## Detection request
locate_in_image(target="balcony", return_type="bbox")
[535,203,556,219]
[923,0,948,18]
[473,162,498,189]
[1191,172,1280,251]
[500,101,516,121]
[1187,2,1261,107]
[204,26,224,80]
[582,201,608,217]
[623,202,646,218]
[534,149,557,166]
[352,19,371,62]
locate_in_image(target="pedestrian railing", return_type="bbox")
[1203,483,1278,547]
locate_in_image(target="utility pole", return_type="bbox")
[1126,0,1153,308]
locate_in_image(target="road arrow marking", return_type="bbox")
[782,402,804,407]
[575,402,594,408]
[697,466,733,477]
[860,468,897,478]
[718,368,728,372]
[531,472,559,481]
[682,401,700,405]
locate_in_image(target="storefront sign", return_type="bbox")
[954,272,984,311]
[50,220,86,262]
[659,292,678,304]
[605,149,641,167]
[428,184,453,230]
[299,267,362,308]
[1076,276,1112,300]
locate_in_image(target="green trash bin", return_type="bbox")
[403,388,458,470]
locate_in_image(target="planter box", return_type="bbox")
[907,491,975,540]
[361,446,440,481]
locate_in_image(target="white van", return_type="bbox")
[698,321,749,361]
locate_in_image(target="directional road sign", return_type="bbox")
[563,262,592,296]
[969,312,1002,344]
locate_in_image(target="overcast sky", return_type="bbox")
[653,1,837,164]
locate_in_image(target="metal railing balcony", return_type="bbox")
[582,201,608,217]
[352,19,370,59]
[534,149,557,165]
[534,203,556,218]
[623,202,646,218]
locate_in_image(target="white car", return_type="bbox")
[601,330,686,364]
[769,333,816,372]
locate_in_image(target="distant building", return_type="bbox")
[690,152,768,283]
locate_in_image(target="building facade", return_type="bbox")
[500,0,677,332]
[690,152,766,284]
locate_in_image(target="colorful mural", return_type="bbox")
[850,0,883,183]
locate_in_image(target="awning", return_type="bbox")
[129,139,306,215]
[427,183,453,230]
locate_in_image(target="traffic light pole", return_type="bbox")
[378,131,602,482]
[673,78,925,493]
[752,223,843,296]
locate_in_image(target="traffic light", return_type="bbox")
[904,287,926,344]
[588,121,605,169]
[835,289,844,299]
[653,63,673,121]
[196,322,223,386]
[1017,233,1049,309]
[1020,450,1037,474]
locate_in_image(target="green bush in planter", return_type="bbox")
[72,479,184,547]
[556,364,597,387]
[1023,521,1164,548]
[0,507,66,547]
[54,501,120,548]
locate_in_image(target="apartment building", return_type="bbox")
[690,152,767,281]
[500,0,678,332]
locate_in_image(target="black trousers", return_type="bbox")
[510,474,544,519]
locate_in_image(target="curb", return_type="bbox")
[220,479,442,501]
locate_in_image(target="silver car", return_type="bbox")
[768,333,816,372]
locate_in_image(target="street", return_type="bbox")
============
▸ PROMPT: Copy the entries above exactly, so that each line matches the original.

▸ ANSWER TO THIS TASK:
## Detection request
locate_in_image(target="balcony", return_type="bbox")
[535,203,556,219]
[923,0,948,18]
[473,162,498,189]
[1191,172,1280,251]
[500,101,516,121]
[1187,2,1261,107]
[204,26,224,80]
[582,201,608,217]
[623,202,646,218]
[534,149,557,166]
[352,19,371,62]
locate_in_image(target="pedestrian railing", return_type="bbox")
[1203,483,1278,547]
locate_in_image(target="utility pole", return_type="bbox")
[1126,0,1153,308]
locate_in_image(target="road arrow marking", return_type="bbox")
[782,402,804,407]
[575,402,594,408]
[697,466,733,477]
[860,468,897,478]
[718,368,728,372]
[531,472,559,481]
[682,401,700,405]
locate_in_image(target="storefront sign", return_type="bbox")
[954,272,984,311]
[50,220,86,262]
[659,292,678,304]
[605,149,641,167]
[428,184,453,230]
[299,267,362,308]
[1076,276,1112,300]
locate_in_image(target="green trash bin", return_type="bbox")
[403,388,458,470]
locate_in_image(target="planter box", return_type="bbox")
[907,491,975,540]
[361,446,440,481]
locate_in_image(target="white van", return_type="bbox")
[698,321,749,361]
locate_in_image(target="directional road sign", return_type="bbox")
[563,262,592,296]
[969,312,1002,344]
locate_in_image(target="overcast sky", return_type="bbox")
[653,1,837,164]
locate_in_image(target="metal railing balcony", return_type="bbox")
[582,201,608,217]
[352,19,370,59]
[534,149,557,165]
[534,203,556,218]
[623,202,646,218]
locate_in_image(target="white car", return_type="bbox")
[601,330,686,364]
[769,333,816,372]
locate_in_image(target="distant building", return_type="bbox")
[690,152,768,283]
locate_in_image(target="building facade", return_type="bbox")
[500,0,677,332]
[690,152,766,284]
locate_in_image(target="colorful mural", return_type="bbox")
[850,0,883,183]
locate_in_image(target="awning", return_type="bbox")
[129,139,306,215]
[427,183,453,230]
locate_in_image(target="traffic light pole", return_type="bbox")
[378,131,602,482]
[673,78,925,493]
[752,223,843,296]
locate_in_image(target="traffic light", return_type="bbox")
[904,287,926,344]
[588,121,605,169]
[835,289,844,299]
[653,63,673,121]
[196,322,223,386]
[1017,233,1049,309]
[1020,450,1037,474]
locate_in_image(target="green bush in planter", return_type="bbox")
[72,479,184,547]
[556,364,597,387]
[1023,521,1164,548]
[0,507,66,547]
[54,501,120,548]
locate_in_image(target="apartment building", return_type="bbox")
[690,152,767,281]
[500,0,678,332]
locate_in_image(target="black trousers", return_type="bbox")
[510,474,544,519]
locate_in_image(target="curb", return_type="bbox")
[220,479,442,501]
locate_in_image(target="silver car", return_type="bbox")
[768,333,816,372]
locate_in_image(target="street", return_type="bbox")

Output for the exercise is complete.